*EXTRACT TO READ*:
((
# $14.99 for shipping from NJ to Toronto...is that reasonable?



## Barbie-gone-bad (Aug 9, 2010)

I bought a mac item on ebay, but the seller says it will cost $14.99 for shipping. I have order from the Uk to Canada and paid half that in shipping. And it is not even faster shipping, its for a 6-7days shipping. Is $15 dollars a normal amount?  I have never been charged more then $7usd for shipping to Canada...maybe they were being nice?


----------



## Junkie (Aug 9, 2010)

Depends on the size and weight of the item - but most ebayers, especially stores, will overcharge for shipping and say its a "handling" fee if you ask them why - like gas to get there, their time spent filling out the customs forms, packaging, etc. 

A lot of the time, whenever I question higher shipping, people seem to get really defensive and snippy at me, so I've changed my approach and ask them nicely if they offer a cheaper shipping rate. Sometimes they do, sometimes they don't.

Most small items couldn't cost more than $1.49-$4.

Oh and anything over $10 usually includes a tracking number. $14.99 is perfectly legit if the item has tracking and its a bit bigger/heavier.


----------



## Barbie-gone-bad (Aug 9, 2010)
))
*SUPPLIED ENTRIES*:
((
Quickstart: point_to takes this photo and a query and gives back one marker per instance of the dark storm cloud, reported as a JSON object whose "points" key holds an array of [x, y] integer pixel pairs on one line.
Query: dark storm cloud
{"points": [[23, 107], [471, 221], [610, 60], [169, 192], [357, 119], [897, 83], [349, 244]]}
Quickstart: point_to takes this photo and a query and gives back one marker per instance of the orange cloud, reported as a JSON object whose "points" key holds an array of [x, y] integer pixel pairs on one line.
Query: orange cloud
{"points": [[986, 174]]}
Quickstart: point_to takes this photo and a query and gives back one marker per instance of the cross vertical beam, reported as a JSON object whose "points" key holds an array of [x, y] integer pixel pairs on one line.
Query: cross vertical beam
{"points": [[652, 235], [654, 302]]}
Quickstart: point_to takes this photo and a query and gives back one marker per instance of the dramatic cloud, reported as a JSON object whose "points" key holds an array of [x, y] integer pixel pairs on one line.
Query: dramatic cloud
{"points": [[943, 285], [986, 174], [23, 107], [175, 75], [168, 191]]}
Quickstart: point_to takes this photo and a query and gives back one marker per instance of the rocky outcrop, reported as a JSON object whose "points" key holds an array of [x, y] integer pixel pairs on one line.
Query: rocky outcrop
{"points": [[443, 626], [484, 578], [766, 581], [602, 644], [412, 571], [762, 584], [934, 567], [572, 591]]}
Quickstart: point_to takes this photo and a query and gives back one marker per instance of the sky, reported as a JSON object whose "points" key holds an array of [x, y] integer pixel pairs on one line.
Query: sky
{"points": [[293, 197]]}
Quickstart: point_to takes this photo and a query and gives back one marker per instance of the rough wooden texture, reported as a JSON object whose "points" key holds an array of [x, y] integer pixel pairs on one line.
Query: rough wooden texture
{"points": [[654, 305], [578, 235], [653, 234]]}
))
*WHAT TO DO*:
1 – Update everything in the shipping thread from "Depends on the" down to "sometimes they don't.", changing "customs forms" to "export paperwork".
2 – Please write what comes next in the shipping-cost thread, picking up from its last line.
The records have nothing to do with the shipping thread.

*ANSWERS TO THE PROBLEMS*:
1 –
Depends on the size and weight of the item - but most ebayers, especially stores, will overcharge for shipping and say its a "handling" fee if you ask them why - like gas to get there, their time spent filling out the export paperwork, packaging, etc. 

A lot of the time, whenever I question higher shipping, people seem to get really defensive and snippy at me, so I've changed my approach and ask them nicely if they offer a cheaper shipping rate. Sometimes they do, sometimes they don't.

2 –
Quote:

   Originally Posted by *Junkie* 

 
_Depends on the size and weight of the item - but most ebayers, especially stores, will overcharge for shipping and say its a "handling" fee if you ask them why - like gas to get there, their time spent filling out the customs forms, packaging, etc. 

A lot of the time, whenever I question higher shipping, people seem to get really defensive and snippy at me, so I've changed my approach and ask them nicely if they offer a cheaper shipping rate. Sometimes they do, sometimes they don't.

Most small items couldn't cost more than $1.49-$4.

Oh and anything over $10 usually includes a tracking number. $14.99 is perfectly legit if the item has tracking and its a bit bigger/heavier._

 
Thanks so much for the responds 
	

	
	
		
		

		
			





. I know what you mean, I'll pay $10 for shipping and the package says it cost them $1.79 
	

	
	
		
		

		
		
	


	




 rip-off. And the item is just a blush...it would be very light. I'll try your nice approach see if I can get it responsible XD.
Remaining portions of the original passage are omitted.